→ **PROMPT**: Every entry here needs to be repeated exactly.

→ **INFORMATION SHOWN**:
----------

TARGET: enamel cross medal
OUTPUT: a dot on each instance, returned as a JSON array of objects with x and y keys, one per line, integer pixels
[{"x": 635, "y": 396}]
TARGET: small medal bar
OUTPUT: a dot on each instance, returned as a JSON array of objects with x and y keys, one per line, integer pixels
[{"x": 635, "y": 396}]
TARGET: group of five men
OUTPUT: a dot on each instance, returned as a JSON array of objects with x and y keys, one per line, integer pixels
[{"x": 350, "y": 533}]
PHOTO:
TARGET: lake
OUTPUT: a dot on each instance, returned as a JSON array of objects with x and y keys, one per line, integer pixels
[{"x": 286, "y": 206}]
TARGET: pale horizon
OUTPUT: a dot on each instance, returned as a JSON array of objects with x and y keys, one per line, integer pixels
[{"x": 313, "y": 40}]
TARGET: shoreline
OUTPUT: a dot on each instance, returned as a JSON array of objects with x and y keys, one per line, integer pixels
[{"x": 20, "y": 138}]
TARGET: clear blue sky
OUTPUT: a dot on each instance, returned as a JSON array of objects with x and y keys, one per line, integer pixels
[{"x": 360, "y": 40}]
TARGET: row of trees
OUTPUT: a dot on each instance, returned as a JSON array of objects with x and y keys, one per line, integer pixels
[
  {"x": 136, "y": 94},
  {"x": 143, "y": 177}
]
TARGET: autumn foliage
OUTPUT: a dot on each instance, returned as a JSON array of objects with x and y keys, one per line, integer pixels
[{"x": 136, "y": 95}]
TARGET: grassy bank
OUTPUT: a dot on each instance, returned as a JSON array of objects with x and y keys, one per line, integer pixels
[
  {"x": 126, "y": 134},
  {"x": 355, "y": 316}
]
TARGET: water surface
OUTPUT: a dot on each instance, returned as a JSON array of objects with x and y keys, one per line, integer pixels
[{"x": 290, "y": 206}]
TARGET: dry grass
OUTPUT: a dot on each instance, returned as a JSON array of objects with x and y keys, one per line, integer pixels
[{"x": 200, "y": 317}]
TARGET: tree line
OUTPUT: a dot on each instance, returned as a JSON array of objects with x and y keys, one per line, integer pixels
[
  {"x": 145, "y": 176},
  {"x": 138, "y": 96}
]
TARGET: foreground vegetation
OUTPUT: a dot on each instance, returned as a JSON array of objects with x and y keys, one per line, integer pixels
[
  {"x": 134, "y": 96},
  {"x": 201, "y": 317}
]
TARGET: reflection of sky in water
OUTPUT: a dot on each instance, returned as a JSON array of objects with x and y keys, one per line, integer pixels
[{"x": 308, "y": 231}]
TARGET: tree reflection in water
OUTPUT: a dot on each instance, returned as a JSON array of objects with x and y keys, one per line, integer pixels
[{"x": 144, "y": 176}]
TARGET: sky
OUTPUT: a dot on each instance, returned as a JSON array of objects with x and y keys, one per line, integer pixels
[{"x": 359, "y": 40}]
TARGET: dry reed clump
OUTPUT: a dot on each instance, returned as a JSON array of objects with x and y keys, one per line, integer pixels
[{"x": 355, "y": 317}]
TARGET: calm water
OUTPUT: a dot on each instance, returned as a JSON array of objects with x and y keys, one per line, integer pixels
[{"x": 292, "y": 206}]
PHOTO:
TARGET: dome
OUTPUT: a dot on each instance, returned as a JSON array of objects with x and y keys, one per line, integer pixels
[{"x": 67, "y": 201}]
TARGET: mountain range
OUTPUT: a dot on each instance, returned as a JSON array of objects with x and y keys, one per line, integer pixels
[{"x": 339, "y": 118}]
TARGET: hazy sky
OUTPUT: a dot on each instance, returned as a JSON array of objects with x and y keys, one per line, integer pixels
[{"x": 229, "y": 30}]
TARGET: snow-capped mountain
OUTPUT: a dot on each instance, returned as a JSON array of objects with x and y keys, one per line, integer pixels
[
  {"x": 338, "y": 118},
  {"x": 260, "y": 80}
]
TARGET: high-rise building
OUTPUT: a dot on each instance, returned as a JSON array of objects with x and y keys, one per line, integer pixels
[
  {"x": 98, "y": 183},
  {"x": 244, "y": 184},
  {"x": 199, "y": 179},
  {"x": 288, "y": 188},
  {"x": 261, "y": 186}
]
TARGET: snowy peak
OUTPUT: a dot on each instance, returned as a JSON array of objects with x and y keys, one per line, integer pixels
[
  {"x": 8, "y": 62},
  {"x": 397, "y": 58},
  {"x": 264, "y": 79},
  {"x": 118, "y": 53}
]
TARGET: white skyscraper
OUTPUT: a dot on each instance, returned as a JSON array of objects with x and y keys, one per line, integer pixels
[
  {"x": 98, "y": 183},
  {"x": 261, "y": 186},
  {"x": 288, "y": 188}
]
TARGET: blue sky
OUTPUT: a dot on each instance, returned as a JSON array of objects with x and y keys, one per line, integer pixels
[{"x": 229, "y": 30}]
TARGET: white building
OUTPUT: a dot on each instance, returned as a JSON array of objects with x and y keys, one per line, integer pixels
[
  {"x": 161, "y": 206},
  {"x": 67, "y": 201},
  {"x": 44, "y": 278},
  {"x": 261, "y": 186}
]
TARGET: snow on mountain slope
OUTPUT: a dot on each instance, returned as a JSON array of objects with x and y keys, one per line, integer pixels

----------

→ **THE REPLY**:
TARGET: enamel cross medal
OUTPUT: a dot on each instance, returned as a JSON array of objects with x and y keys, one per line, integer pixels
[{"x": 635, "y": 396}]
TARGET: small medal bar
OUTPUT: a dot on each instance, returned as a JSON array of objects with x and y keys, one per line, integer pixels
[{"x": 635, "y": 396}]
TARGET: group of five men
OUTPUT: a dot on each instance, returned as a JSON array of objects with x and y keys, one per line, integer pixels
[{"x": 350, "y": 533}]
PHOTO:
TARGET: lake
OUTPUT: a dot on each instance, returned as a JSON array of objects with x and y keys, one per line, integer pixels
[{"x": 286, "y": 206}]
TARGET: pale horizon
OUTPUT: a dot on each instance, returned as a JSON array of objects with x and y keys, one per line, integer pixels
[{"x": 313, "y": 40}]
TARGET: shoreline
OUTPUT: a dot on each instance, returned as a JSON array of objects with x and y keys, one per line, integer pixels
[{"x": 20, "y": 138}]
TARGET: clear blue sky
OUTPUT: a dot on each instance, returned as a JSON array of objects with x and y keys, one per line, integer pixels
[{"x": 360, "y": 40}]
TARGET: row of trees
OUTPUT: a dot on each instance, returned as a JSON array of objects with x and y keys, one per line, integer pixels
[
  {"x": 136, "y": 94},
  {"x": 143, "y": 177}
]
TARGET: autumn foliage
OUTPUT: a dot on each instance, returned as a JSON array of objects with x and y keys, one per line, integer pixels
[{"x": 136, "y": 95}]
TARGET: grassy bank
OUTPUT: a dot on each instance, returned as a JSON array of objects with x and y keys, one per line, integer pixels
[
  {"x": 126, "y": 134},
  {"x": 355, "y": 316}
]
TARGET: water surface
OUTPUT: a dot on each instance, returned as a JSON array of objects with x and y keys, one per line, integer pixels
[{"x": 290, "y": 206}]
TARGET: dry grass
OUTPUT: a dot on each instance, returned as a JSON array of objects with x and y keys, one per line, integer pixels
[{"x": 200, "y": 317}]
TARGET: tree line
OUTPUT: a dot on each instance, returned as a JSON array of objects with x and y keys, one per line, integer pixels
[
  {"x": 145, "y": 176},
  {"x": 138, "y": 96}
]
TARGET: foreground vegetation
OUTPUT: a dot on each instance, returned as a JSON array of objects with x and y keys, one per line, integer pixels
[
  {"x": 134, "y": 96},
  {"x": 201, "y": 317}
]
TARGET: reflection of sky in water
OUTPUT: a dot on each instance, returned as a JSON array of objects with x and y keys, one per line, integer pixels
[{"x": 308, "y": 231}]
TARGET: tree reflection in water
OUTPUT: a dot on each instance, returned as a JSON array of objects with x and y keys, one per line, integer pixels
[{"x": 144, "y": 176}]
TARGET: sky
OUTPUT: a dot on each instance, returned as a JSON array of objects with x and y keys, one per line, integer pixels
[{"x": 359, "y": 40}]
TARGET: dry reed clump
OUTPUT: a dot on each instance, returned as a JSON array of objects with x and y keys, one per line, integer pixels
[{"x": 355, "y": 317}]
TARGET: calm water
OUTPUT: a dot on each instance, returned as a JSON array of objects with x and y keys, one per line, integer pixels
[{"x": 292, "y": 206}]
PHOTO:
TARGET: dome
OUTPUT: a dot on each instance, returned as a JSON array of objects with x and y keys, one per line, integer pixels
[{"x": 67, "y": 201}]
TARGET: mountain range
OUTPUT: a dot on each instance, returned as a JSON array of objects with x and y keys, one per line, integer pixels
[{"x": 339, "y": 118}]
TARGET: hazy sky
OUTPUT: a dot on each instance, returned as a JSON array of objects with x and y keys, one per line, integer pixels
[{"x": 229, "y": 30}]
TARGET: snow-capped mountain
OUTPUT: a dot on each instance, returned as a JSON array of objects with x and y keys, one per line, integer pixels
[
  {"x": 338, "y": 118},
  {"x": 260, "y": 80}
]
TARGET: high-rise building
OUTPUT: a dot on each instance, returned as a JSON array of objects with x and y keys, one per line, integer pixels
[
  {"x": 98, "y": 183},
  {"x": 244, "y": 184},
  {"x": 199, "y": 179},
  {"x": 288, "y": 188},
  {"x": 261, "y": 186}
]
TARGET: snowy peak
OUTPUT: a dot on each instance, returned as a JSON array of objects with x and y keys, one per line, integer pixels
[
  {"x": 8, "y": 62},
  {"x": 397, "y": 58},
  {"x": 264, "y": 79},
  {"x": 118, "y": 53}
]
TARGET: white skyscraper
OUTPUT: a dot on each instance, returned as a JSON array of objects with x and y keys, one per line, integer pixels
[
  {"x": 98, "y": 183},
  {"x": 261, "y": 186},
  {"x": 288, "y": 188}
]
TARGET: blue sky
OUTPUT: a dot on each instance, returned as a JSON array of objects with x and y keys, one per line, integer pixels
[{"x": 229, "y": 30}]
TARGET: white building
OUTPUT: a dot on each instance, returned as a JSON array of objects with x and y keys, one per line, integer pixels
[
  {"x": 161, "y": 206},
  {"x": 67, "y": 201},
  {"x": 44, "y": 278},
  {"x": 261, "y": 186}
]
TARGET: snow on mountain slope
OUTPUT: a dot on each instance, returned as a JSON array of objects with x and y keys, one per line, integer pixels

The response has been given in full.